#### [Consigne écrite]
Selon l'extrait ci-dessous, pourquoi la signature d'un groupe ukrainien sur un label russe n'est-elle pas vraiment un gage de détente ? Expliquez-le en une à trois phrases.

#### [Extrait du texte]
#####

On ne peut pas vraiment dire que les relations diplomatiques entre la Russie et l’Ukraine ont toujours été au beau fixe. Mais nous ne sommes pas là pour faire un cours sommaire de géopolitique, juste pour souligner qu’il est encore possible qu’un groupe Ukrainien soit soigné sur un label Russe. Est-ce pour autant un gage de détente ? Après écoute, pas vraiment, puisque la musique incriminée n’est pas vraiment du genre apaisante ni relaxante. De quoi garder bien droit le fil d’Ariane liant les destins conjoints de ces deux Etats…
D’un côté, Satanath Records, label très impliqué dans l’underground local, et responsable de signatures comme GROTESQUE CEREMONIUM, ACHERONTE, HELLEBORUS ou EVIL REBORN.
De l’autre, le trio BALANCE INTERRUPTION, constitué de l’association de NK-47 (chant, guitare, claviers), Lucifer (chant et basse), et Kim (batterie), qui avec Door 218 propose donc son troisième longue durée, après Nuclear War For Rescue en 2007 et Era II : Desert of Ashes quatre ans plus tard.
Les Ukrainiens ont aussi trois EP à leur actif, ce qui étoffe encore plus leur discographie, très homogène dans sa diversité.

#####

#### [Données fournies]
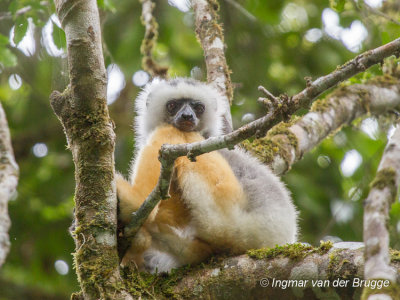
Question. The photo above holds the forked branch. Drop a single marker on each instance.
(259, 127)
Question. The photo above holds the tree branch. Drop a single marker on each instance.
(259, 127)
(376, 213)
(83, 112)
(211, 38)
(149, 41)
(294, 271)
(8, 183)
(291, 141)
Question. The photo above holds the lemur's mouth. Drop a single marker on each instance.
(186, 125)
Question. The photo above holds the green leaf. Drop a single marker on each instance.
(337, 5)
(59, 37)
(20, 29)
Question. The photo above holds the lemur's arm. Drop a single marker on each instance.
(145, 173)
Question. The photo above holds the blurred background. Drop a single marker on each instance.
(270, 43)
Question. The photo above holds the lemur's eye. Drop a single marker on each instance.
(171, 106)
(199, 108)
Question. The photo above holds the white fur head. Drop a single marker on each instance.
(150, 106)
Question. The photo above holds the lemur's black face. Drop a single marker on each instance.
(185, 114)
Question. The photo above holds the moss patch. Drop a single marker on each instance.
(385, 178)
(277, 141)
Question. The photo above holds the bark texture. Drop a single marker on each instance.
(8, 183)
(83, 112)
(296, 271)
(149, 40)
(210, 35)
(376, 213)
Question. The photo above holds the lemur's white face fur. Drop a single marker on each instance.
(151, 106)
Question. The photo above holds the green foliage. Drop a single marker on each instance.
(337, 5)
(264, 46)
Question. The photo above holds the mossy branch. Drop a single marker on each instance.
(286, 143)
(82, 110)
(8, 183)
(376, 213)
(149, 40)
(210, 35)
(286, 272)
(259, 127)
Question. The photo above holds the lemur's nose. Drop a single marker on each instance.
(187, 117)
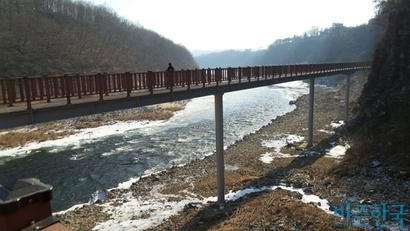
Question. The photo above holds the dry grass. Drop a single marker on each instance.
(54, 130)
(50, 131)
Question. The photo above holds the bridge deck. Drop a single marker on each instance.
(58, 108)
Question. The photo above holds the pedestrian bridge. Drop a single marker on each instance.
(30, 100)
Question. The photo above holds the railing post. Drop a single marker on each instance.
(27, 89)
(77, 76)
(203, 77)
(347, 97)
(41, 87)
(311, 103)
(10, 95)
(67, 89)
(229, 70)
(220, 166)
(188, 78)
(128, 81)
(150, 80)
(3, 90)
(47, 85)
(99, 86)
(21, 89)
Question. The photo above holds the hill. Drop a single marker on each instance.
(383, 127)
(335, 44)
(56, 37)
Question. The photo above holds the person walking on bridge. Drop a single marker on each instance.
(170, 67)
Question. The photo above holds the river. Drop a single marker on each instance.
(101, 158)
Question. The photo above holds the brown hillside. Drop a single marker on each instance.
(56, 37)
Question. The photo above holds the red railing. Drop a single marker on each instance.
(28, 89)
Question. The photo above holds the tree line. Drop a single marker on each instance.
(39, 37)
(335, 44)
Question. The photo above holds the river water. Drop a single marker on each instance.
(102, 158)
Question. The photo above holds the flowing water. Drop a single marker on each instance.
(80, 165)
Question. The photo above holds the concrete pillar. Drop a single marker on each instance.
(220, 166)
(347, 97)
(311, 103)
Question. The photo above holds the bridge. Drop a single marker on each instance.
(30, 100)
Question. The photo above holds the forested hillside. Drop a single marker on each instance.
(39, 37)
(382, 130)
(335, 44)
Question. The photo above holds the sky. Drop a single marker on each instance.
(238, 24)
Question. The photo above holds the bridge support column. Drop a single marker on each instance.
(220, 166)
(347, 97)
(311, 103)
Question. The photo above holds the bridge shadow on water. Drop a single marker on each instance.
(75, 172)
(215, 216)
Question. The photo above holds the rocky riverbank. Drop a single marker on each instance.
(255, 162)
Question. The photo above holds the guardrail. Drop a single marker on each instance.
(28, 89)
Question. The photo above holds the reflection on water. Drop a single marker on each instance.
(77, 171)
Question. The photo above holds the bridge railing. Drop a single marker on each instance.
(47, 88)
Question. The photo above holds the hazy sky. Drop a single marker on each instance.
(238, 24)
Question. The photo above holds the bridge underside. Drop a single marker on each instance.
(59, 109)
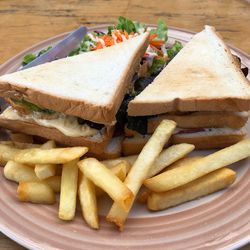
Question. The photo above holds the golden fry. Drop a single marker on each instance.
(44, 171)
(7, 153)
(173, 178)
(49, 156)
(68, 193)
(168, 156)
(36, 192)
(19, 172)
(54, 182)
(106, 180)
(120, 170)
(113, 162)
(207, 184)
(88, 202)
(141, 168)
(23, 138)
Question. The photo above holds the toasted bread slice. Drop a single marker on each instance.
(90, 85)
(111, 151)
(96, 144)
(203, 76)
(208, 139)
(202, 119)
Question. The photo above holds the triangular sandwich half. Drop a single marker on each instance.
(203, 89)
(73, 100)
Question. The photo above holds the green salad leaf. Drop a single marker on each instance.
(173, 51)
(157, 65)
(161, 30)
(125, 24)
(33, 107)
(84, 46)
(30, 57)
(140, 27)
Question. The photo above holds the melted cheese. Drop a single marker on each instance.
(66, 124)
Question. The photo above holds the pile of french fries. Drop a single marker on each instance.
(168, 176)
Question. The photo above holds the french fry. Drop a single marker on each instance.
(141, 168)
(168, 156)
(22, 173)
(7, 143)
(19, 137)
(19, 172)
(212, 182)
(23, 145)
(174, 178)
(7, 153)
(113, 162)
(68, 192)
(120, 170)
(144, 195)
(106, 180)
(49, 156)
(36, 192)
(87, 197)
(54, 182)
(44, 171)
(182, 162)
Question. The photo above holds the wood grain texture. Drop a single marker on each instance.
(24, 23)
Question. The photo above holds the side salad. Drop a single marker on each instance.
(156, 57)
(157, 54)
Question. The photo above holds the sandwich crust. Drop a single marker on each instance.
(201, 140)
(100, 106)
(95, 145)
(203, 76)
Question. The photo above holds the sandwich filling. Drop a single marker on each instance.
(68, 125)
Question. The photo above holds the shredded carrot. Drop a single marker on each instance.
(157, 43)
(99, 45)
(152, 36)
(118, 35)
(126, 34)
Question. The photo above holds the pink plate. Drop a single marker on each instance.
(217, 221)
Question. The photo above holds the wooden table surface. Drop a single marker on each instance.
(24, 23)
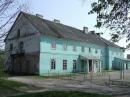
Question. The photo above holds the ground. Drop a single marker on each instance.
(81, 82)
(61, 94)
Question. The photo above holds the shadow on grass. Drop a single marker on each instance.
(61, 94)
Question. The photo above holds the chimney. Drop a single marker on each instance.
(56, 21)
(98, 34)
(40, 16)
(85, 30)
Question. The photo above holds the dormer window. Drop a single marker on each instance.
(53, 45)
(18, 33)
(21, 45)
(11, 47)
(89, 50)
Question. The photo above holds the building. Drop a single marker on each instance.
(37, 46)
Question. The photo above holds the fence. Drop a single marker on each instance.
(100, 78)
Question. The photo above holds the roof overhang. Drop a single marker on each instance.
(89, 57)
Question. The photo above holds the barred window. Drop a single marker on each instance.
(65, 46)
(11, 47)
(89, 49)
(82, 49)
(74, 64)
(64, 64)
(96, 51)
(53, 64)
(53, 45)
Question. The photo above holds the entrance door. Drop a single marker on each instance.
(90, 65)
(126, 66)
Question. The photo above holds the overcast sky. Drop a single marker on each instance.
(70, 12)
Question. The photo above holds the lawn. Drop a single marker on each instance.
(61, 94)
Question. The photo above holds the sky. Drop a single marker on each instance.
(71, 12)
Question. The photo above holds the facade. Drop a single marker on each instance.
(38, 46)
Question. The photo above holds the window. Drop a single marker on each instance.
(65, 47)
(64, 64)
(11, 47)
(89, 49)
(53, 45)
(21, 45)
(96, 51)
(53, 64)
(74, 64)
(74, 48)
(82, 49)
(18, 33)
(112, 53)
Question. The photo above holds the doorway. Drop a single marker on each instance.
(90, 65)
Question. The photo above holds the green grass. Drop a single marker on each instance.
(61, 94)
(9, 87)
(10, 84)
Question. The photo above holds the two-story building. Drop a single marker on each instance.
(38, 46)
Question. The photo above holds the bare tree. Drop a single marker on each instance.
(8, 11)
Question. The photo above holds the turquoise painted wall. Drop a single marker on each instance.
(59, 54)
(106, 54)
(114, 53)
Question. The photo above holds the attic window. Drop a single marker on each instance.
(18, 33)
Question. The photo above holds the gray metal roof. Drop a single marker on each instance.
(59, 30)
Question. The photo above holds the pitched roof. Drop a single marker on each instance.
(59, 30)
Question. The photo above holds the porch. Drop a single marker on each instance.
(90, 64)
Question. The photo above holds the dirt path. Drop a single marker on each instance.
(71, 85)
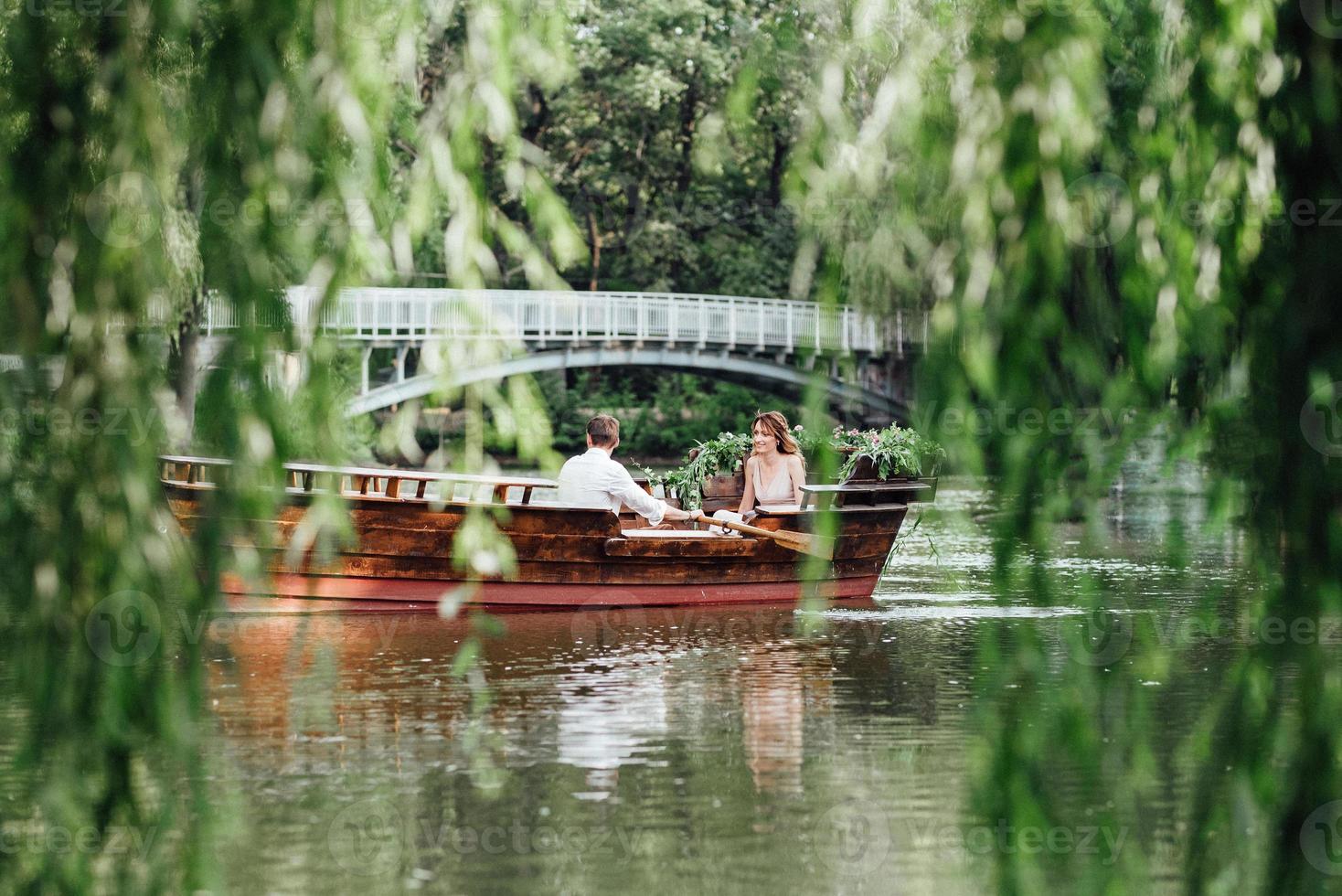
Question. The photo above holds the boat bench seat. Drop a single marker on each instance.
(868, 493)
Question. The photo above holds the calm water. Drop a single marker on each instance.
(708, 750)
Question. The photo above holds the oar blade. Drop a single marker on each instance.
(804, 543)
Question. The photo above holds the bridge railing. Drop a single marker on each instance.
(384, 315)
(556, 315)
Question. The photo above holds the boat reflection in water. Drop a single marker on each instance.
(596, 689)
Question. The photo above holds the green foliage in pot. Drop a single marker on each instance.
(894, 451)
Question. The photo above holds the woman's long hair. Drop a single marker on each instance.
(776, 425)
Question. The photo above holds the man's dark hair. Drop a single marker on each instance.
(604, 430)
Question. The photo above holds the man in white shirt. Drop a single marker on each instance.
(595, 480)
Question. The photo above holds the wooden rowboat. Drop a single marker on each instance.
(567, 557)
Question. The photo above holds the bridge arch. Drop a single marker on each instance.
(726, 367)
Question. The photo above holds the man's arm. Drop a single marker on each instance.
(642, 502)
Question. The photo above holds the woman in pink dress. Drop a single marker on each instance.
(774, 470)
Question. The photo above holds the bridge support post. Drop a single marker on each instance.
(400, 361)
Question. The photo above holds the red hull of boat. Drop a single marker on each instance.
(419, 594)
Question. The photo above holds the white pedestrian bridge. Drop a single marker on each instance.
(771, 342)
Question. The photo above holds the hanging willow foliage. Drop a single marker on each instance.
(154, 152)
(1115, 207)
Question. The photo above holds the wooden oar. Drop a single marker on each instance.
(800, 542)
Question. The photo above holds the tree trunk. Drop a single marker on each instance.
(776, 166)
(183, 350)
(687, 123)
(595, 235)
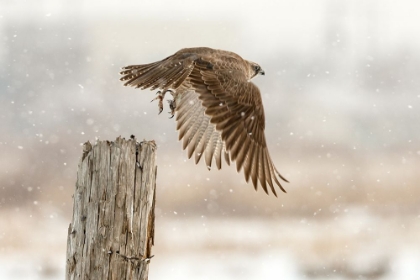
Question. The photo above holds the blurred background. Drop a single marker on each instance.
(342, 103)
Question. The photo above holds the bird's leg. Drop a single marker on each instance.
(160, 96)
(172, 103)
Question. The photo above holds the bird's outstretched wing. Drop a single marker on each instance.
(235, 107)
(219, 112)
(165, 74)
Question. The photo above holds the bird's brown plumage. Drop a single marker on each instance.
(219, 112)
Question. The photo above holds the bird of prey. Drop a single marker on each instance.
(219, 111)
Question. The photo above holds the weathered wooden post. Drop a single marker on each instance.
(112, 229)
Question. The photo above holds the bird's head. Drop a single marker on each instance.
(254, 69)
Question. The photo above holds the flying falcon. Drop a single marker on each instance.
(219, 111)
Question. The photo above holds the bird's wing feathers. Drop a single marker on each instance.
(219, 112)
(168, 73)
(198, 134)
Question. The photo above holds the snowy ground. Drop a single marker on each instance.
(353, 245)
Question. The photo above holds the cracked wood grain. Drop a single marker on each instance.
(112, 228)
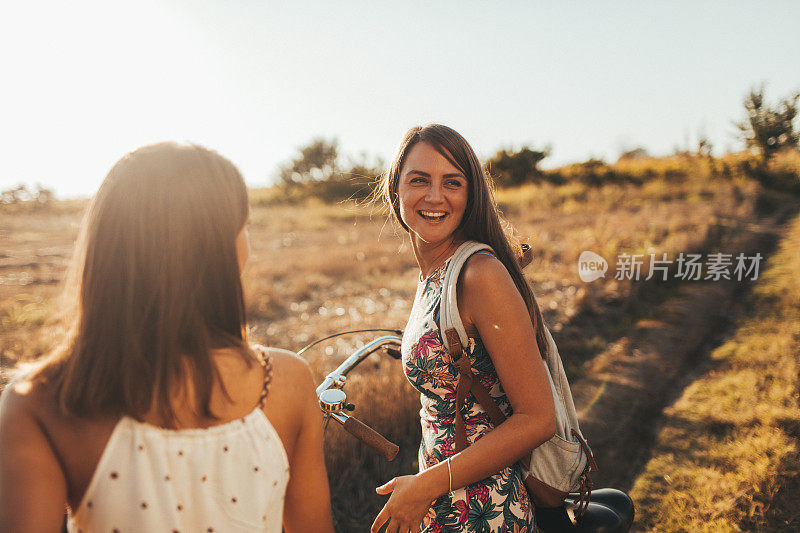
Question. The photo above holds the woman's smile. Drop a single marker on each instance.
(433, 195)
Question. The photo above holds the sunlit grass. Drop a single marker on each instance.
(731, 440)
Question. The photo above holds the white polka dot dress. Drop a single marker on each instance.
(227, 478)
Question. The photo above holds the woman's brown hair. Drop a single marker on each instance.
(157, 284)
(482, 221)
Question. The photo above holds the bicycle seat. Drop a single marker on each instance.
(609, 511)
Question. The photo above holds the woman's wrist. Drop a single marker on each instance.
(436, 480)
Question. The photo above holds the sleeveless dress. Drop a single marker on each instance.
(498, 503)
(226, 478)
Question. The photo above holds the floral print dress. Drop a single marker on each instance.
(498, 503)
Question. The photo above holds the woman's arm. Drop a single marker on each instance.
(307, 506)
(33, 488)
(490, 301)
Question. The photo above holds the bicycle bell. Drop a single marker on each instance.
(332, 400)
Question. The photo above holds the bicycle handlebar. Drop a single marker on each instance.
(336, 380)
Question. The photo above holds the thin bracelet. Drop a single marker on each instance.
(449, 477)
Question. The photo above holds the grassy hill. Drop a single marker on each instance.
(317, 268)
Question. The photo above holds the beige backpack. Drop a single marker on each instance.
(556, 467)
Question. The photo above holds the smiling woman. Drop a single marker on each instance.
(433, 197)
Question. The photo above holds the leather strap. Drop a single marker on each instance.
(463, 386)
(467, 383)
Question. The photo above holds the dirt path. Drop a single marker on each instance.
(625, 389)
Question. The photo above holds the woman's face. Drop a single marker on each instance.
(432, 194)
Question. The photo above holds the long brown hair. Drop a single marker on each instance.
(157, 284)
(482, 221)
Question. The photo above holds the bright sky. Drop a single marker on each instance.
(85, 82)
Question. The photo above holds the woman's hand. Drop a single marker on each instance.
(407, 506)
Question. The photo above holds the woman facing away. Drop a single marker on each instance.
(439, 193)
(155, 414)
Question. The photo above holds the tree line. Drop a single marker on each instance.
(318, 170)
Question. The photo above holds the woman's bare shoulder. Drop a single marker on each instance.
(290, 372)
(484, 274)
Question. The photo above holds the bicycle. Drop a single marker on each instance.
(333, 400)
(608, 506)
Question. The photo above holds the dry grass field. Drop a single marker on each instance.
(319, 268)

#####

#### [Le résultat]
Parce qu'après écoute, la musique de ce groupe n'est pas vraiment du genre apaisante ni relaxante.